#### ABOUT THIS EXERCISE:
The answer consists solely of the lines running from the one with "Thank you for sharing the picture. Please indicate the person" through the final line below, transcribed exactly and without any pictures.

#### SUPPLIED MATERIAL:
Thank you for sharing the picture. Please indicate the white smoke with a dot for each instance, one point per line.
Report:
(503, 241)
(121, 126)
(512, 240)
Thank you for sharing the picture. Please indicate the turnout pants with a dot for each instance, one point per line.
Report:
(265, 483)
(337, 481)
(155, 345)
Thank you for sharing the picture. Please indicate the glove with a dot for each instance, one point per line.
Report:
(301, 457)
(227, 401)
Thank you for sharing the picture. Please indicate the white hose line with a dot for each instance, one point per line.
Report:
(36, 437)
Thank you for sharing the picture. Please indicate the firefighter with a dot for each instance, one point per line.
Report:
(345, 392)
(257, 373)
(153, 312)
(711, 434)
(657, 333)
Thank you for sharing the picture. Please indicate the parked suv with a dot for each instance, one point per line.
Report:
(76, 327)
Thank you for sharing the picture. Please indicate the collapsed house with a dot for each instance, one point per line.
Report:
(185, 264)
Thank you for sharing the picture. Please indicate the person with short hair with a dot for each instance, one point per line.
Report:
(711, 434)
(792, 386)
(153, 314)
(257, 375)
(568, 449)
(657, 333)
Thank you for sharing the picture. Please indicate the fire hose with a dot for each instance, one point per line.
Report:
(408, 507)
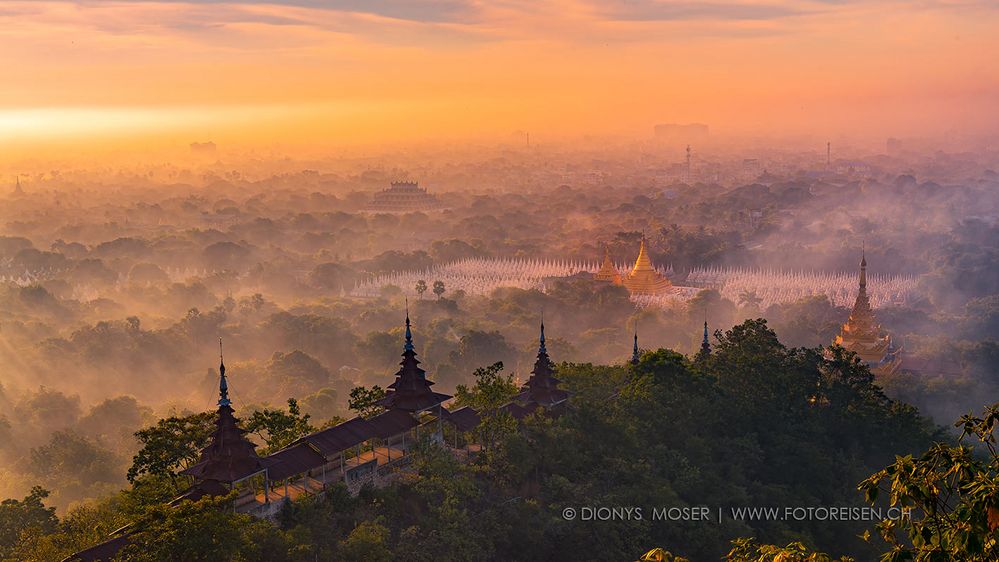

#### RESPONSE BOX:
Thank you for sharing the picture. Please indicate the person with short hair with a dot for each instance, one point per line.
Report:
(711, 434)
(792, 386)
(153, 314)
(257, 375)
(568, 449)
(657, 333)
Thank you for sharing the picture. Please indicate the fire hose with a dot for each instance, one point per line.
Report:
(408, 507)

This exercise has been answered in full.